**REQUIREMENT:**
Copy each of the records exactly.

**SOURCE MATERIAL:**

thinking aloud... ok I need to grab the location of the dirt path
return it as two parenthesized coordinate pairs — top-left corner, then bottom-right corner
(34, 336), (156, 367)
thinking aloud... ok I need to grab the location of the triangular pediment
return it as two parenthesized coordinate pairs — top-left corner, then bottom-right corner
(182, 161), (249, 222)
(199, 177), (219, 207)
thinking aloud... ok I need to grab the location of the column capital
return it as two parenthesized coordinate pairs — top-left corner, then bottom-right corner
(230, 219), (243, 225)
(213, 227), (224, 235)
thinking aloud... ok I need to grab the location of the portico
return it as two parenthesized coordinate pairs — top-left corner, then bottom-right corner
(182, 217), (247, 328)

**ANSWER TO THIS EXERCISE:**
thinking aloud... ok I need to grab the location of the dirt path
return it as two parenthesized coordinate pairs — top-left corner, then bottom-right corner
(34, 336), (156, 367)
thinking aloud... ok I need to grab the location of the triangular pediment
return it as two parenthesized coordinate pairs — top-left corner, then bottom-right corner
(182, 161), (249, 222)
(199, 177), (219, 207)
thinking aloud... ok I need to grab the location of the column capital
return it as two parenthesized coordinate pairs — top-left corner, then bottom-right corner
(230, 219), (243, 225)
(213, 227), (224, 235)
thinking aloud... ok I need to grab the location of the portico
return it as two parenthesized coordinate pairs — top-left corner, then bottom-right corner
(182, 217), (247, 328)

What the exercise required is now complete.